[WRITTEN EXERCISE] Copy the records character for character, from the line containing "woman, one point per instance" through the end of the records, with both ends included.

■ ■ ■ ■ ■

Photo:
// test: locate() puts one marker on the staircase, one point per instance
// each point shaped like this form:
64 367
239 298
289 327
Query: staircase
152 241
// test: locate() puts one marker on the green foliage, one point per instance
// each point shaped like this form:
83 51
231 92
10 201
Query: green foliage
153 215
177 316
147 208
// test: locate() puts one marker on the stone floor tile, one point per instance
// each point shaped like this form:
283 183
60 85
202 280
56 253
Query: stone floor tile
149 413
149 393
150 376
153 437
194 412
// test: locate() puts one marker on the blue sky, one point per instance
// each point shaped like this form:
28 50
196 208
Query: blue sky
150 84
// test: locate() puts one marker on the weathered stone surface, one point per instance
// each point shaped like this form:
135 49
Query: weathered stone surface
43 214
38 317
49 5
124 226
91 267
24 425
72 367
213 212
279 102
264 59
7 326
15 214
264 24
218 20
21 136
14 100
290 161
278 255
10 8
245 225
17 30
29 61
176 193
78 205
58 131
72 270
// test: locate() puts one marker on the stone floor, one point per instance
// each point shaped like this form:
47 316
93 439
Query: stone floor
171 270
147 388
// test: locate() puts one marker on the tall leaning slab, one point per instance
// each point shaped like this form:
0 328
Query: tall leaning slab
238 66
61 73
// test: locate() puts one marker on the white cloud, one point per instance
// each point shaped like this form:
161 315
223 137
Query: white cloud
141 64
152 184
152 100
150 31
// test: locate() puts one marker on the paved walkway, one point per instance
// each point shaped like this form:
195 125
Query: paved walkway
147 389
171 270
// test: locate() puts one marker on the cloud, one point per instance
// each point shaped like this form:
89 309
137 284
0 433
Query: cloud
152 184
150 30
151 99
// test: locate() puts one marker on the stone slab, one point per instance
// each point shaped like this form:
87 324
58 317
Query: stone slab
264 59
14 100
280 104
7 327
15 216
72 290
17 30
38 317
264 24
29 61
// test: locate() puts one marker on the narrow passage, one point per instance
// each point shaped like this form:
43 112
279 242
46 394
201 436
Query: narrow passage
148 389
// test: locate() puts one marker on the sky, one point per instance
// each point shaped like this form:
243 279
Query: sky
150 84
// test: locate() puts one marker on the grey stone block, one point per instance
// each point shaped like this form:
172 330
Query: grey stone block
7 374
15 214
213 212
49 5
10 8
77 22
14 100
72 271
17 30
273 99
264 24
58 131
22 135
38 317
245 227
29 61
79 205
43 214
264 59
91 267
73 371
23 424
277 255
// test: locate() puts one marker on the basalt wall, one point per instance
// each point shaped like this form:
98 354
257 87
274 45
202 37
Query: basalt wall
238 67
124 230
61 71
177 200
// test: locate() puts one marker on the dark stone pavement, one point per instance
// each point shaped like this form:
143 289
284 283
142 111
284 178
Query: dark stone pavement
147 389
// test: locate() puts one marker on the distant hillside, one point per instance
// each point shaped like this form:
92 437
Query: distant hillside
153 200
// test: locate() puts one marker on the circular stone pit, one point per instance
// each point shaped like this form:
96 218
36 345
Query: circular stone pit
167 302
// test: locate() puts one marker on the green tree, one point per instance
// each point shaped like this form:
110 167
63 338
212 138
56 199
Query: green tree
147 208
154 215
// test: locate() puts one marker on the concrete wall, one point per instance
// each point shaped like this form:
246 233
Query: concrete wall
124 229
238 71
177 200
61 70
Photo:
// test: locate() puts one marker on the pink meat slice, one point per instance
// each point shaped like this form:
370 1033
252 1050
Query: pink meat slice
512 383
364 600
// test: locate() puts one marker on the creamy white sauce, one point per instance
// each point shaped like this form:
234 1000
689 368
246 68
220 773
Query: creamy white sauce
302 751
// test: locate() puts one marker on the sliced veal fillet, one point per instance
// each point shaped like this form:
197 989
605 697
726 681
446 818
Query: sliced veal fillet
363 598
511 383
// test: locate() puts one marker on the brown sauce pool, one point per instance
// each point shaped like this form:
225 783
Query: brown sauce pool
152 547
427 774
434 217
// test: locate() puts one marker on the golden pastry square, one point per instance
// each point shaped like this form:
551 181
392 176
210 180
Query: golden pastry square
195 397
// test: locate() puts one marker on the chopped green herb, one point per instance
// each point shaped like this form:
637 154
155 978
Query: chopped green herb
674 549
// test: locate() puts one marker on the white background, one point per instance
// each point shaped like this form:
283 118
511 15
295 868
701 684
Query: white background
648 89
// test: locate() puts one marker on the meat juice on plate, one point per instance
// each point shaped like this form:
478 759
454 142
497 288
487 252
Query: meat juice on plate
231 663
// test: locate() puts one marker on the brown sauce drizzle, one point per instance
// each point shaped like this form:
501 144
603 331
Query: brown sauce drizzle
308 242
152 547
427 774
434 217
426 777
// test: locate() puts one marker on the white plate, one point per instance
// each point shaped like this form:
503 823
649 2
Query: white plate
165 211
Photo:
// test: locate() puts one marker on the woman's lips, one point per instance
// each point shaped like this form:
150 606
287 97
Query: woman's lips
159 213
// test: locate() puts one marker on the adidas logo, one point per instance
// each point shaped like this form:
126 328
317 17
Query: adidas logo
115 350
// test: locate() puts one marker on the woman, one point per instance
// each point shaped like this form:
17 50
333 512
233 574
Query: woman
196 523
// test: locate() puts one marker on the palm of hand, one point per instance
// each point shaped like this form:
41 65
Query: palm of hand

■ ■ ■ ■ ■

[FINAL ANSWER]
// test: locate() puts one marker on the woman, one point per instance
// each point shaped like this form:
17 50
333 512
233 574
Query: woman
196 523
// test: locate() puts one marker on the palm of hand, one point per instance
// each point shaped like this form:
41 65
Query: palm of hand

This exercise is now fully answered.